_PASSAGE DU TEXTE_:
──────

Avis de Benjamin : "L’Église catholique se mue et se meut alors dans la laïcité, forme française de la liberté religieuse"
Cet ouvrage rassemble des contributions issues d'un colloque tenu successivement à Rome en 2024 et à Paris en 2025, ces textes retracent l'histoire de l'accord de 1924, entre le pape et la République française. Ceci a donné un statut juridique à l'Eglise catholique en France car elle n’en avait plus depuis le refus de Pie X de lui voir accepter le principe des associations cultuelles.
Après la modification de la loi de 1905, intervenue en 2021, par la Loi confortant le respect des principes de la République (ou Loi contre le séparatisme), via un échange de lettres entre le Vatican (en la personne de Monseigneur Celestino Migliore, Nonce apostolique), et la France (au nom de la Première ministre d’alors Madame Élisabeth Borne), la validité des textes de 1924 sur les associations diocésaines a été confirmée sans besoin d’actualisation de ces derniers.
Il est également question, dans ce livre, le rétablissement des relations diplomatiques entre Paris et Saint-Siège. De plus, à deux reprises, on évoque trop brièvement la loi du 1er juin1924 maintenant le statut concordataire en Alsace-Moselle. Nous ajouterons donc personnellement que cette loi avait une durée d’application de 10 ans. Elle a fait régulièrement l’objet de prorogations, jusqu’à ce qu’une loi du 24 mai 1951 précise que les dispositions du droit local sont toujours maintenues à titre provisoire, mais sans limitation dans le temps. Est citée page 153, sans malheureusement expliciter son contenu, la loi Astier sur l’enseignement professionnel débouchant sur un possible financement public des établissements techniques privés, aussi bien en matière d’investissement que de fonctionnement (ceci concernera, à partir d’une certaine date, les classes technologiques de lycée).
Il y a là des communications provenant d’universitaires comme les Professeurs Philippe Portier de l’École pratique des hautes études (EPHE), Bernard Ardura (du Comité pontifical des sciences historiques) ou Yves Gaudemet de l’Institut de France. Ces dernières ont permis d’approcher les enjeux historiques et juridiques de cet accord de 1924. Par celui-ci l’Église catholique accepte la loi de Séparation et s’intègre (à sa manière) dans la laïcité française.
Des interventions, comme celles du Cardinal Pietro Parolin (secrétaire d’État du Saint Siège) ou celle de Monseigneur Éric de Moulins-Beaufort (président de la Conférence des évêques de France), prennent une couleur plus militante. Enfin il y a les communications provenant d’autorités françaises qui prennent parfois un petit côté pédagogique de la question des rapports en France entre l’Église catholique et l’État. Relèvent de ce genre en particulier celle de Jean-Noël Barrot alors ministre français des Affaires étrangères (petit-fils au demeurant de Noël Barrot, militant au Sillon de Marc Sangnier et député MRP de Haute-Loire de 1945 à 1966) ou celle de Juliette Part cheffe du Bureau central des cultes au Ministère de l’Intérieur.

──────

_DONNÉES FOURNIES_:
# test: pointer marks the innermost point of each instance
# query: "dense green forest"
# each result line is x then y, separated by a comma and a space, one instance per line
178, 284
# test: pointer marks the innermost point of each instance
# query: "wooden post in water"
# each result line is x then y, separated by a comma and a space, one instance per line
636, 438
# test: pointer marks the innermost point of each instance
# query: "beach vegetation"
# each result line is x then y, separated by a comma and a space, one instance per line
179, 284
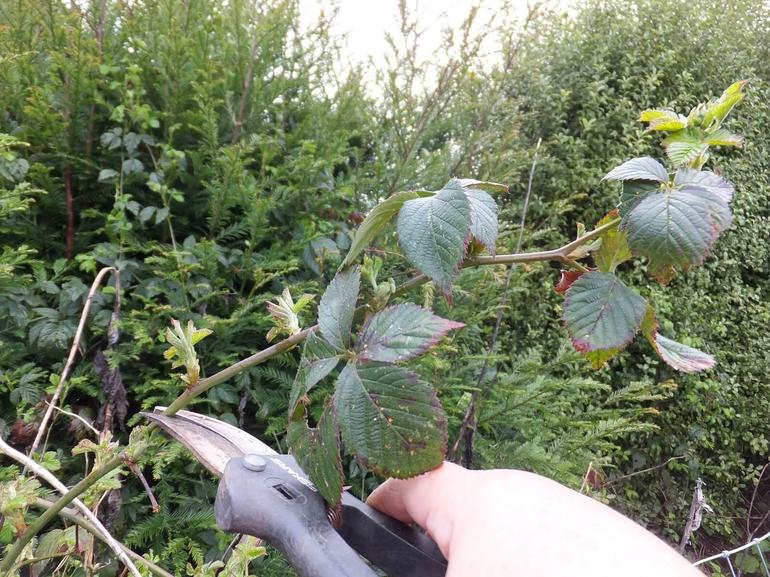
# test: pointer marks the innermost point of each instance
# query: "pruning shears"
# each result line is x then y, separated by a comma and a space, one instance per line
267, 495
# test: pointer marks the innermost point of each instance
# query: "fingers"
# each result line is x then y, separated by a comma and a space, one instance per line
428, 500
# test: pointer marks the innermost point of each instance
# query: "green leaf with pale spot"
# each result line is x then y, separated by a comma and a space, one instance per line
402, 332
713, 189
317, 450
663, 120
432, 232
376, 220
483, 218
683, 147
718, 110
633, 192
682, 357
390, 419
642, 168
673, 230
338, 303
722, 137
676, 355
601, 313
319, 358
613, 249
597, 359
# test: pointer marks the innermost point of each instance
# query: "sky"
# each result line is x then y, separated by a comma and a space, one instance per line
365, 22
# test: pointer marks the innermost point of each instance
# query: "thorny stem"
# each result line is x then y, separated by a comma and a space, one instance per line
49, 514
561, 254
71, 357
468, 425
72, 516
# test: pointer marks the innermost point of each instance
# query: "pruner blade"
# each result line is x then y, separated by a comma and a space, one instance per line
267, 495
213, 442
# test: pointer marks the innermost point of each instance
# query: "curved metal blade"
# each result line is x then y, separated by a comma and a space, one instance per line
213, 442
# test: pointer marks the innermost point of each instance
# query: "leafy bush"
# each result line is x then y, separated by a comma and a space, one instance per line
213, 155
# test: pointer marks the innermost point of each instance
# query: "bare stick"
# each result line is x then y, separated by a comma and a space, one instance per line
74, 416
468, 425
560, 254
695, 515
750, 534
647, 470
72, 516
62, 488
138, 472
71, 358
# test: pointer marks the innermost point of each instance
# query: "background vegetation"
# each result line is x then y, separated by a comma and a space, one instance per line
214, 153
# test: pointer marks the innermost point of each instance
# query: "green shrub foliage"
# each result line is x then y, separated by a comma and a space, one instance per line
245, 189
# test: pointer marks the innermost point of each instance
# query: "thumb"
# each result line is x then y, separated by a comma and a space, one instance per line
430, 500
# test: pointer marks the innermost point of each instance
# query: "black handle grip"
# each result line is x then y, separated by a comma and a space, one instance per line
269, 498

──────

_TÂCHE À RÉALISER_: Transcrivez le passage du texte sur l'accord de 1924 en commençant à « Des interventions, comme » et en terminant à « Ministère de l’Intérieur. ». Les lignes ne sont pas nécessaires pour ce travail.

_RÉPONSE FINALE_:
Des interventions, comme celles du Cardinal Pietro Parolin (secrétaire d’État du Saint Siège) ou celle de Monseigneur Éric de Moulins-Beaufort (président de la Conférence des évêques de France), prennent une couleur plus militante. Enfin il y a les communications provenant d’autorités françaises qui prennent parfois un petit côté pédagogique de la question des rapports en France entre l’Église catholique et l’État. Relèvent de ce genre en particulier celle de Jean-Noël Barrot alors ministre français des Affaires étrangères (petit-fils au demeurant de Noël Barrot, militant au Sillon de Marc Sangnier et député MRP de Haute-Loire de 1945 à 1966) ou celle de Juliette Part cheffe du Bureau central des cultes au Ministère de l’Intérieur.